**EXERCISE DIRECTIONS**
Pull out each line in the listing below that contains the string "reflection". Case matters.

===== GIVEN INFORMATION

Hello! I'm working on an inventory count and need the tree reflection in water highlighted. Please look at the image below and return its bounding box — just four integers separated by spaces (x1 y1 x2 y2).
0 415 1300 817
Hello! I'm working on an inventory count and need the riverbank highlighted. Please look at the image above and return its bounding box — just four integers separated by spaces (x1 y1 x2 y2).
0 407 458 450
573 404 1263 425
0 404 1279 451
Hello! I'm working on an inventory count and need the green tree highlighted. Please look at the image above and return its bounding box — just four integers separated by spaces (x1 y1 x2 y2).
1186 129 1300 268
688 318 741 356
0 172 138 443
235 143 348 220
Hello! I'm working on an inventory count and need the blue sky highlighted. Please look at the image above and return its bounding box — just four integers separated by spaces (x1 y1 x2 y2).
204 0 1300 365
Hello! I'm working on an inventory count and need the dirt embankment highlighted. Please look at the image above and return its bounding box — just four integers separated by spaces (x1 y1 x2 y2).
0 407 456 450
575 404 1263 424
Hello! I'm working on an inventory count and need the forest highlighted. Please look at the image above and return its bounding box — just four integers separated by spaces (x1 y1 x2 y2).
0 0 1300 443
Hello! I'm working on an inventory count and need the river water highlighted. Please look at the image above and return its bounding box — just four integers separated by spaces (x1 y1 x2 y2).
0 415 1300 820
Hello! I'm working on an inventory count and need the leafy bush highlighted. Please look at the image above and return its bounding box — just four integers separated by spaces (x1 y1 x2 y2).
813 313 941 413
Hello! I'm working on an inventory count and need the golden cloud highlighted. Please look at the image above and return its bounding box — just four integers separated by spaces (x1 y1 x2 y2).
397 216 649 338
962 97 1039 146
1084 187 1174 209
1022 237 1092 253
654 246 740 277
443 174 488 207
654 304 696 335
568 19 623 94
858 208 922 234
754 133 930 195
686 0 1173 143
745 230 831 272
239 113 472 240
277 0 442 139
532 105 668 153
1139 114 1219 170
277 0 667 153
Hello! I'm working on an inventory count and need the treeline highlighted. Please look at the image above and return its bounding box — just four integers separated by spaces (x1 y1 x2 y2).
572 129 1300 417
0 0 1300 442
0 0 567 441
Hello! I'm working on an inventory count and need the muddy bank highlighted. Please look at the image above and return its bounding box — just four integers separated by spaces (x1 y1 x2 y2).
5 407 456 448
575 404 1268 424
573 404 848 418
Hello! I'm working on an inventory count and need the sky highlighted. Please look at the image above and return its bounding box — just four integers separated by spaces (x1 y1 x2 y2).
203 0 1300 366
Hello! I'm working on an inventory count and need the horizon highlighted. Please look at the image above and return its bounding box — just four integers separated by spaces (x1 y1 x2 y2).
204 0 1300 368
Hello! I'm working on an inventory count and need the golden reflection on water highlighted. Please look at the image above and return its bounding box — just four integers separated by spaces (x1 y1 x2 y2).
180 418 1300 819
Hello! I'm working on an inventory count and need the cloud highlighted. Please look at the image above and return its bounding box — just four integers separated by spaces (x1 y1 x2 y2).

==========

**TASK RESPONSE**
Hello! I'm working on an inventory count and need the tree reflection in water highlighted. Please look at the image below and return its bounding box — just four integers separated by spaces (x1 y1 x2 y2).
Hello! I'm working on an inventory count and need the golden reflection on water highlighted. Please look at the image above and return its bounding box — just four integers separated by spaces (x1 y1 x2 y2).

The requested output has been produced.